Após a análise da dilação temporal laborativa segundo a Causa da Prorrogação, passa-se agora, ao estudo da classificação conforme a espécie de Título Jurídico, ou seja, segundo o meio hábil para se deflagrar referida a extensão lícita da jornada de trabalho. São três os instrumentos: o ato unilateral do empregador; ato bilateral das partes e ato coletivamente negociado no contexto da relação de emprego.

Sob este prisma, as prorrogações por ato unilateral do empregador são aquelas derivadas do poder de direção, no exercício do já mencionado jus variandi e, são três as previstas no artigo 61 da CLT, todas já analisadas neste trabalho: dilações decorrentes de necessidade imperiosa por força maior; necessidade imperiosa devido a serviço inadiável ou cuja inexecução possa resultar manifesto prejuízo; e prorrogações dirigidas à reposição de paralisações empresariais por causas acidentais ou por força maior.

As prorrogações derivadas de ato bilateral das partes, por sua vez, abrangem duas modalidades previstas pelo artigo 59, CLT. A primeira refere-se ao acordo de prorrogação de jornada, no caput; e a segunda, relativa ao acordo de compensação de jornada, no § 2º.

As prorrogações por ato coletivamente negociado, ao seu turno, abarcam os instrumentos da manifestação da autonomia privada coletiva admitidos pela ordem jurídica, que podem figurar, também, tanto no regime compensatório, quanto na prorrogação de jornada.

:::

**DESCRIÇÃO DA TAREFA**
Transcreva do texto acima sobre a prorrogação da jornada de trabalho todo o trecho que vai de "As prorrogações derivadas" até "jornada, no § 2º.", inclusive.

:::

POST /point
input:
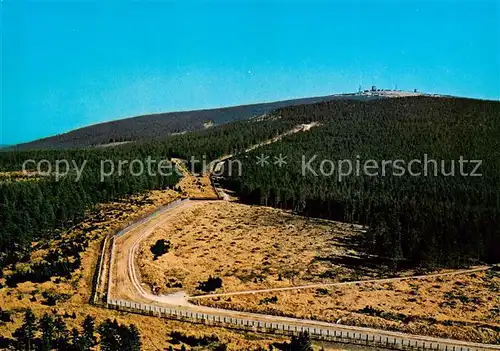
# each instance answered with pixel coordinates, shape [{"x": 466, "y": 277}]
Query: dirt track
[{"x": 125, "y": 285}]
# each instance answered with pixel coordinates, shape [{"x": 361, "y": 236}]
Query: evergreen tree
[
  {"x": 25, "y": 335},
  {"x": 88, "y": 338},
  {"x": 48, "y": 332}
]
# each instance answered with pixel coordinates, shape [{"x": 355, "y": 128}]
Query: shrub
[{"x": 161, "y": 247}]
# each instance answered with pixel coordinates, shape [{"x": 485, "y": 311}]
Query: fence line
[
  {"x": 98, "y": 272},
  {"x": 321, "y": 333}
]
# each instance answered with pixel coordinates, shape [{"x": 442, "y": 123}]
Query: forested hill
[
  {"x": 433, "y": 213},
  {"x": 163, "y": 124}
]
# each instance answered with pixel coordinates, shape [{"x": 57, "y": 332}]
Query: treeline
[
  {"x": 157, "y": 126},
  {"x": 427, "y": 220},
  {"x": 51, "y": 333},
  {"x": 37, "y": 209}
]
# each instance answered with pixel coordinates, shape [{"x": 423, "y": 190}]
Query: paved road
[
  {"x": 126, "y": 285},
  {"x": 323, "y": 285}
]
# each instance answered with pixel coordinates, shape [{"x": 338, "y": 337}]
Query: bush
[{"x": 161, "y": 247}]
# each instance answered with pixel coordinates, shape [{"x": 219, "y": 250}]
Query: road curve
[{"x": 125, "y": 285}]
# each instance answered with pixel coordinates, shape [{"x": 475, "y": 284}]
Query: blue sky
[{"x": 67, "y": 64}]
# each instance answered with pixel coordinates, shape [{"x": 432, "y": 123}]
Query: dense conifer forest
[
  {"x": 163, "y": 124},
  {"x": 428, "y": 220}
]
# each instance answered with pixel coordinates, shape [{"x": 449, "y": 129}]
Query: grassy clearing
[
  {"x": 248, "y": 247},
  {"x": 462, "y": 307}
]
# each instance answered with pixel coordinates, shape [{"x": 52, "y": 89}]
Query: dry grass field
[
  {"x": 463, "y": 307},
  {"x": 73, "y": 293},
  {"x": 248, "y": 247}
]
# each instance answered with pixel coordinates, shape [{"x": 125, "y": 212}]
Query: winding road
[{"x": 124, "y": 285}]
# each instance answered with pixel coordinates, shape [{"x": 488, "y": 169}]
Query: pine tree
[
  {"x": 301, "y": 343},
  {"x": 48, "y": 331},
  {"x": 25, "y": 335},
  {"x": 88, "y": 339},
  {"x": 133, "y": 340}
]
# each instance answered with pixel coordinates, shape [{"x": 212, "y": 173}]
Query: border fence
[{"x": 367, "y": 338}]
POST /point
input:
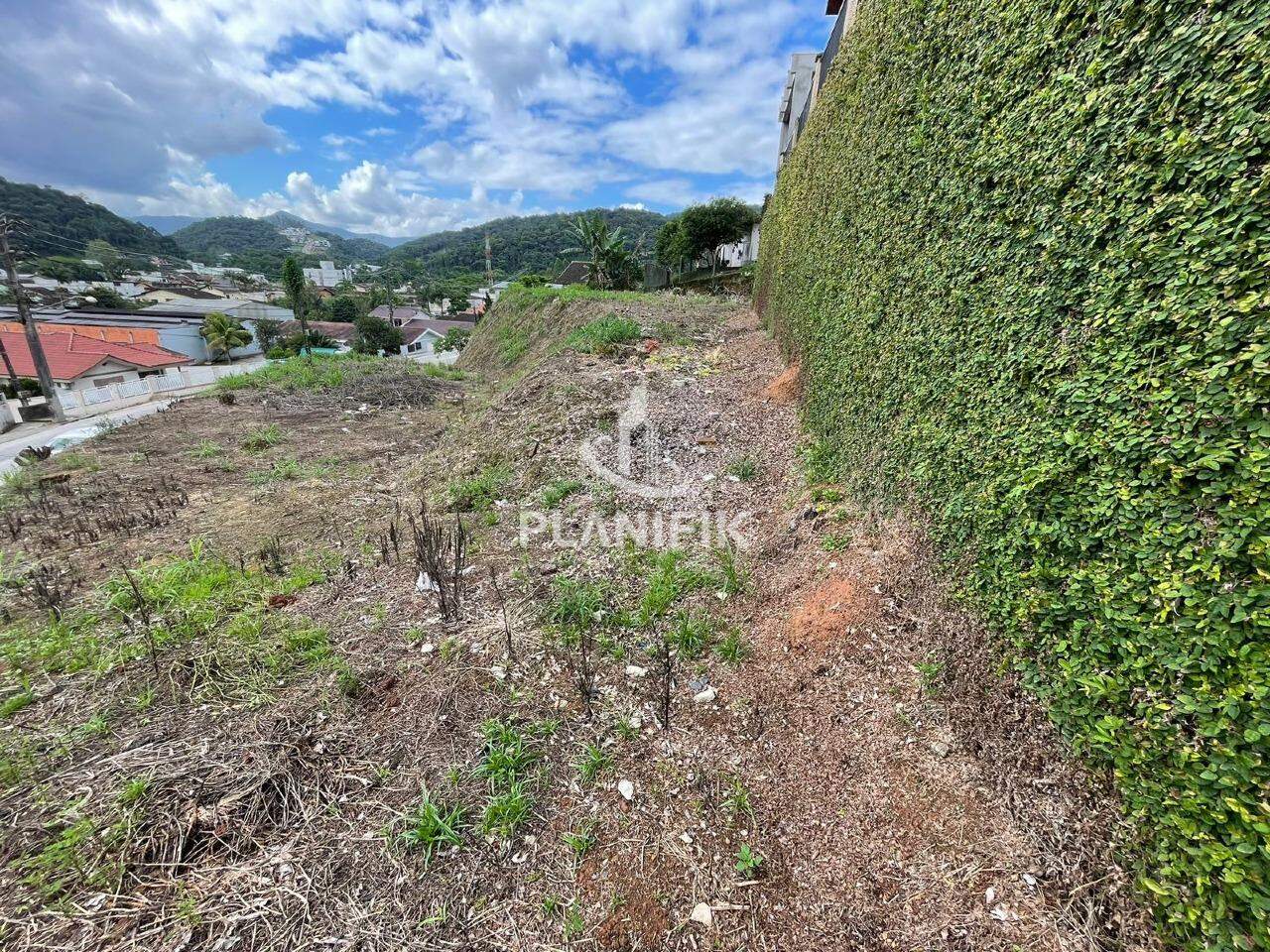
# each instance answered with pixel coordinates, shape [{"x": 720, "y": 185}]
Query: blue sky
[{"x": 399, "y": 117}]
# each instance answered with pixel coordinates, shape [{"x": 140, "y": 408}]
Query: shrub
[
  {"x": 1028, "y": 293},
  {"x": 602, "y": 335}
]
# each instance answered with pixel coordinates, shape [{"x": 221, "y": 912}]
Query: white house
[
  {"x": 327, "y": 276},
  {"x": 420, "y": 339},
  {"x": 740, "y": 253}
]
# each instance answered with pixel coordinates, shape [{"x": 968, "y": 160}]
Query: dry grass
[{"x": 252, "y": 784}]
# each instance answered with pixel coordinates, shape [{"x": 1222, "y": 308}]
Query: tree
[
  {"x": 717, "y": 222},
  {"x": 343, "y": 308},
  {"x": 223, "y": 333},
  {"x": 598, "y": 244},
  {"x": 375, "y": 335},
  {"x": 111, "y": 298},
  {"x": 105, "y": 253},
  {"x": 454, "y": 339},
  {"x": 294, "y": 281},
  {"x": 268, "y": 331},
  {"x": 672, "y": 248}
]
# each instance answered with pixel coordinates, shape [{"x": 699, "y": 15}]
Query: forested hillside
[
  {"x": 1021, "y": 253},
  {"x": 536, "y": 243},
  {"x": 58, "y": 223}
]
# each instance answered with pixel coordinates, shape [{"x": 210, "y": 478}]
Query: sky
[{"x": 398, "y": 117}]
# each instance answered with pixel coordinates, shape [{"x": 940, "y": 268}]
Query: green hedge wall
[{"x": 1023, "y": 252}]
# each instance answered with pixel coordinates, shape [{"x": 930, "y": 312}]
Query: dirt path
[
  {"x": 843, "y": 769},
  {"x": 885, "y": 830}
]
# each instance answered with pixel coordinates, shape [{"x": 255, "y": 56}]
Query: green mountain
[
  {"x": 535, "y": 243},
  {"x": 263, "y": 244},
  {"x": 388, "y": 241},
  {"x": 166, "y": 223},
  {"x": 58, "y": 223}
]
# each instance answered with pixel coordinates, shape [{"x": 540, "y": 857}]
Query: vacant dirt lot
[{"x": 252, "y": 699}]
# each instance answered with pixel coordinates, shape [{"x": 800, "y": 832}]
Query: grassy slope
[{"x": 1021, "y": 254}]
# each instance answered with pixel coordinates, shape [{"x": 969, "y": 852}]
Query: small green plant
[
  {"x": 13, "y": 703},
  {"x": 512, "y": 343},
  {"x": 691, "y": 634},
  {"x": 480, "y": 492},
  {"x": 602, "y": 335},
  {"x": 738, "y": 801},
  {"x": 733, "y": 576},
  {"x": 670, "y": 576},
  {"x": 576, "y": 604},
  {"x": 507, "y": 754},
  {"x": 594, "y": 762},
  {"x": 574, "y": 924},
  {"x": 580, "y": 841},
  {"x": 263, "y": 438},
  {"x": 507, "y": 811},
  {"x": 835, "y": 540},
  {"x": 432, "y": 826},
  {"x": 557, "y": 492},
  {"x": 134, "y": 791},
  {"x": 749, "y": 862},
  {"x": 929, "y": 673}
]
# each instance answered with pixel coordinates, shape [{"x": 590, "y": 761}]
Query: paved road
[{"x": 64, "y": 434}]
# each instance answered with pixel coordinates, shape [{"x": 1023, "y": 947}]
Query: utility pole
[
  {"x": 13, "y": 376},
  {"x": 28, "y": 324},
  {"x": 489, "y": 276}
]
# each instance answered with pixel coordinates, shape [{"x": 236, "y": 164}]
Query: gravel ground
[{"x": 890, "y": 788}]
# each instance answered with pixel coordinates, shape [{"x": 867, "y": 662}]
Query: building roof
[
  {"x": 335, "y": 330},
  {"x": 575, "y": 273},
  {"x": 232, "y": 306},
  {"x": 191, "y": 294},
  {"x": 71, "y": 356},
  {"x": 399, "y": 312},
  {"x": 414, "y": 329}
]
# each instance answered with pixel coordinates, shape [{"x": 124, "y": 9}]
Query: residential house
[
  {"x": 400, "y": 315},
  {"x": 343, "y": 334},
  {"x": 575, "y": 273},
  {"x": 740, "y": 253},
  {"x": 808, "y": 72},
  {"x": 326, "y": 275},
  {"x": 79, "y": 362},
  {"x": 163, "y": 294},
  {"x": 177, "y": 322},
  {"x": 421, "y": 335}
]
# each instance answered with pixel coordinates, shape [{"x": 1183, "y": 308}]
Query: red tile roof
[{"x": 71, "y": 356}]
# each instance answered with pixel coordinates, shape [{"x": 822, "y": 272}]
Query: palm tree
[
  {"x": 294, "y": 281},
  {"x": 603, "y": 248},
  {"x": 223, "y": 333}
]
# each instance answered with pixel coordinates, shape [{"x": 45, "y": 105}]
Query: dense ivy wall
[{"x": 1024, "y": 253}]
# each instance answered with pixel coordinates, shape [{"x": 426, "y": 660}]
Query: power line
[
  {"x": 28, "y": 324},
  {"x": 79, "y": 246}
]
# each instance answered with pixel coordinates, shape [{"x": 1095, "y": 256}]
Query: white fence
[{"x": 178, "y": 382}]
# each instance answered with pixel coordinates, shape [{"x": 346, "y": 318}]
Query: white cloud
[{"x": 134, "y": 98}]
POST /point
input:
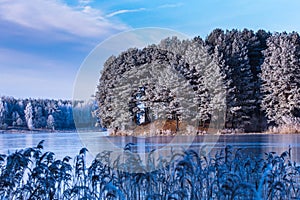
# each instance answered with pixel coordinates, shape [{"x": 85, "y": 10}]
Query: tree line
[
  {"x": 253, "y": 76},
  {"x": 33, "y": 114}
]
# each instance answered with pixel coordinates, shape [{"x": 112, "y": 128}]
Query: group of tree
[
  {"x": 251, "y": 78},
  {"x": 35, "y": 114}
]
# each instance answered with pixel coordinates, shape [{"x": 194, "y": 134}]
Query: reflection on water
[{"x": 63, "y": 144}]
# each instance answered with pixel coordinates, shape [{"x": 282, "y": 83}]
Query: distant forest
[
  {"x": 257, "y": 73},
  {"x": 35, "y": 114}
]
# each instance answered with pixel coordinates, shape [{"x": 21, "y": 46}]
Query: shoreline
[{"x": 37, "y": 131}]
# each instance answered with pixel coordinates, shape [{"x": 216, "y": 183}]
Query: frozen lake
[{"x": 63, "y": 144}]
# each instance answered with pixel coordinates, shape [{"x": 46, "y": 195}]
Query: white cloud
[
  {"x": 20, "y": 76},
  {"x": 54, "y": 16},
  {"x": 125, "y": 11},
  {"x": 171, "y": 5},
  {"x": 84, "y": 2}
]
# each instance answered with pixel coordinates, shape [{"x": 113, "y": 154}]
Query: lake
[{"x": 63, "y": 144}]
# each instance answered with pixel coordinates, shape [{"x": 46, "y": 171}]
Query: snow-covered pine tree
[
  {"x": 51, "y": 122},
  {"x": 29, "y": 116},
  {"x": 237, "y": 73},
  {"x": 281, "y": 76},
  {"x": 2, "y": 113}
]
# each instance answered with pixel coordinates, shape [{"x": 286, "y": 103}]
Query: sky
[{"x": 43, "y": 43}]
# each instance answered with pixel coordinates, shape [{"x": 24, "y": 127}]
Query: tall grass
[{"x": 228, "y": 174}]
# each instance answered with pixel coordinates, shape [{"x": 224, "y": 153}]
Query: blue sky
[{"x": 44, "y": 42}]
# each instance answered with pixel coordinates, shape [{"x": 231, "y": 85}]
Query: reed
[{"x": 230, "y": 173}]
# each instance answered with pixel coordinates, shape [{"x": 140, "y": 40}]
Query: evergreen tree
[
  {"x": 281, "y": 76},
  {"x": 29, "y": 116}
]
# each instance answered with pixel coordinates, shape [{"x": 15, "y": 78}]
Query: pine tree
[
  {"x": 29, "y": 116},
  {"x": 281, "y": 76}
]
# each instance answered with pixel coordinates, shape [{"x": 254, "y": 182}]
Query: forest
[
  {"x": 253, "y": 77},
  {"x": 43, "y": 114}
]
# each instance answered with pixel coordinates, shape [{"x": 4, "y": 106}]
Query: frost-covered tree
[
  {"x": 29, "y": 116},
  {"x": 149, "y": 77},
  {"x": 281, "y": 76},
  {"x": 231, "y": 52},
  {"x": 2, "y": 114},
  {"x": 51, "y": 122}
]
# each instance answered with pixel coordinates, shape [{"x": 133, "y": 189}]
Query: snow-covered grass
[{"x": 228, "y": 174}]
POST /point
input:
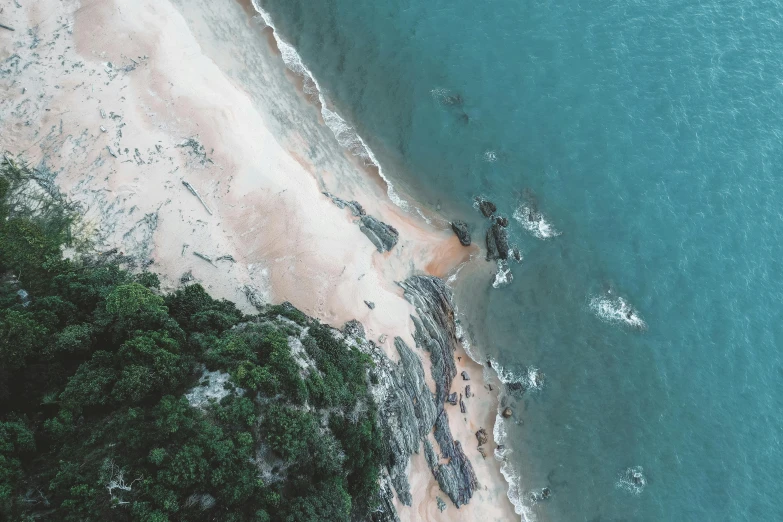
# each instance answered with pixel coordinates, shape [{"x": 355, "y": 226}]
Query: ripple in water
[{"x": 616, "y": 310}]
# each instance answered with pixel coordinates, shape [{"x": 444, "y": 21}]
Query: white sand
[{"x": 204, "y": 69}]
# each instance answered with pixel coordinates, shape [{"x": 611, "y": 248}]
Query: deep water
[{"x": 650, "y": 135}]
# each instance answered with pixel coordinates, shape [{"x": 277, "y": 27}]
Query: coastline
[{"x": 119, "y": 102}]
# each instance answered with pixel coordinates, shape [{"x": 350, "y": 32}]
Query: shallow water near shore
[{"x": 636, "y": 150}]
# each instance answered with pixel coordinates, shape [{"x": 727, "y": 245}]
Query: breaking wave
[
  {"x": 632, "y": 480},
  {"x": 512, "y": 476},
  {"x": 503, "y": 276},
  {"x": 345, "y": 134},
  {"x": 535, "y": 222},
  {"x": 616, "y": 310}
]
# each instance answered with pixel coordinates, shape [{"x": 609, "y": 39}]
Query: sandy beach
[{"x": 121, "y": 101}]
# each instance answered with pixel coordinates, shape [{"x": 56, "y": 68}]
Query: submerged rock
[
  {"x": 497, "y": 243},
  {"x": 487, "y": 207},
  {"x": 383, "y": 236},
  {"x": 461, "y": 229}
]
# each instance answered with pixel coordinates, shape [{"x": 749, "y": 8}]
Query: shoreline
[{"x": 119, "y": 102}]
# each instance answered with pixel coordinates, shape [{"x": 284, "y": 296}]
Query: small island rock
[
  {"x": 461, "y": 229},
  {"x": 487, "y": 207}
]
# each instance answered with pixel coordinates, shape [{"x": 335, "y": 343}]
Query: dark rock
[
  {"x": 354, "y": 206},
  {"x": 356, "y": 209},
  {"x": 487, "y": 207},
  {"x": 385, "y": 510},
  {"x": 441, "y": 504},
  {"x": 354, "y": 328},
  {"x": 383, "y": 236},
  {"x": 461, "y": 229},
  {"x": 515, "y": 387},
  {"x": 435, "y": 329},
  {"x": 454, "y": 100},
  {"x": 497, "y": 242}
]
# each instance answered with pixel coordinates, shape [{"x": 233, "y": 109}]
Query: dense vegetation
[{"x": 96, "y": 366}]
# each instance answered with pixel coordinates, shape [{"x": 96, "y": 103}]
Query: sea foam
[
  {"x": 535, "y": 222},
  {"x": 345, "y": 134},
  {"x": 615, "y": 309}
]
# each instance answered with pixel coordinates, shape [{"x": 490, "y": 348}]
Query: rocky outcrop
[
  {"x": 383, "y": 236},
  {"x": 354, "y": 206},
  {"x": 435, "y": 330},
  {"x": 407, "y": 409},
  {"x": 497, "y": 242},
  {"x": 461, "y": 229},
  {"x": 385, "y": 512},
  {"x": 486, "y": 207}
]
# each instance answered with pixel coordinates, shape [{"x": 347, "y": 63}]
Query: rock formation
[
  {"x": 497, "y": 242},
  {"x": 383, "y": 236},
  {"x": 407, "y": 409},
  {"x": 461, "y": 229},
  {"x": 487, "y": 207}
]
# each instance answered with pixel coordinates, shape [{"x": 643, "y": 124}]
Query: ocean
[{"x": 637, "y": 149}]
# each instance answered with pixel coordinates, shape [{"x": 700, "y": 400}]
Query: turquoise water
[{"x": 650, "y": 135}]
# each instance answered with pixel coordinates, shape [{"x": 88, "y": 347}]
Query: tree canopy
[{"x": 98, "y": 374}]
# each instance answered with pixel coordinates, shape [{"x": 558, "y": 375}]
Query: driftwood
[
  {"x": 202, "y": 256},
  {"x": 195, "y": 193}
]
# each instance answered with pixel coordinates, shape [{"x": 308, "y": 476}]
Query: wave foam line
[
  {"x": 346, "y": 135},
  {"x": 512, "y": 476}
]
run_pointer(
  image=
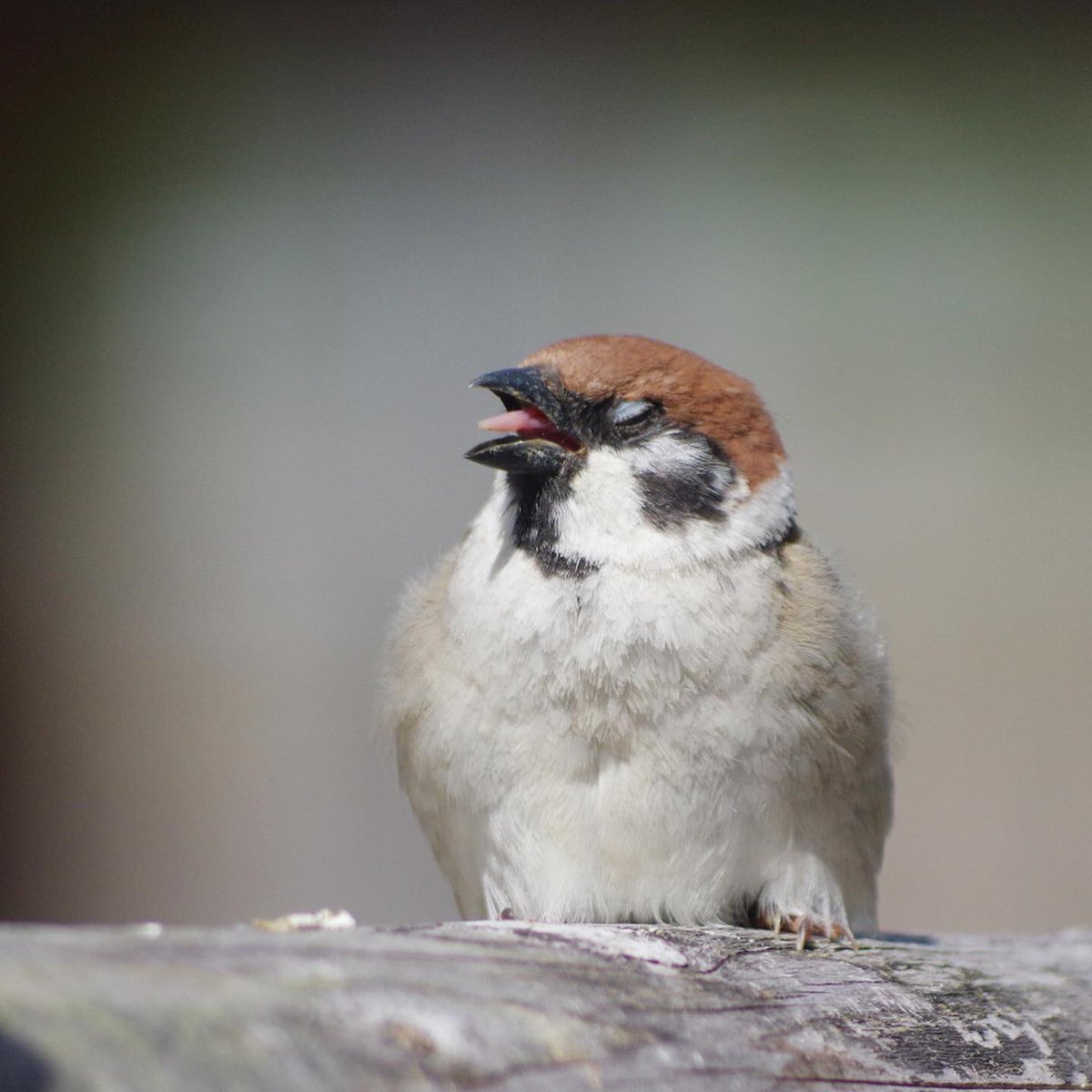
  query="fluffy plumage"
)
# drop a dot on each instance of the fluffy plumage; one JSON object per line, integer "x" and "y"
{"x": 634, "y": 692}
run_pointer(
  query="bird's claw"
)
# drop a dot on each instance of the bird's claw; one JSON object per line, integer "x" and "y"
{"x": 805, "y": 926}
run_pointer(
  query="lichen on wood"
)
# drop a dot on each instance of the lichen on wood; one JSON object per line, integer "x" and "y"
{"x": 520, "y": 1006}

:::

**TAREFA CONCLUÍDA**
As prorrogações derivadas de ato bilateral das partes, por sua vez, abrangem duas modalidades previstas pelo artigo 59, CLT. A primeira refere-se ao acordo de prorrogação de jornada, no caput; e a segunda, relativa ao acordo de compensação de jornada, no § 2º.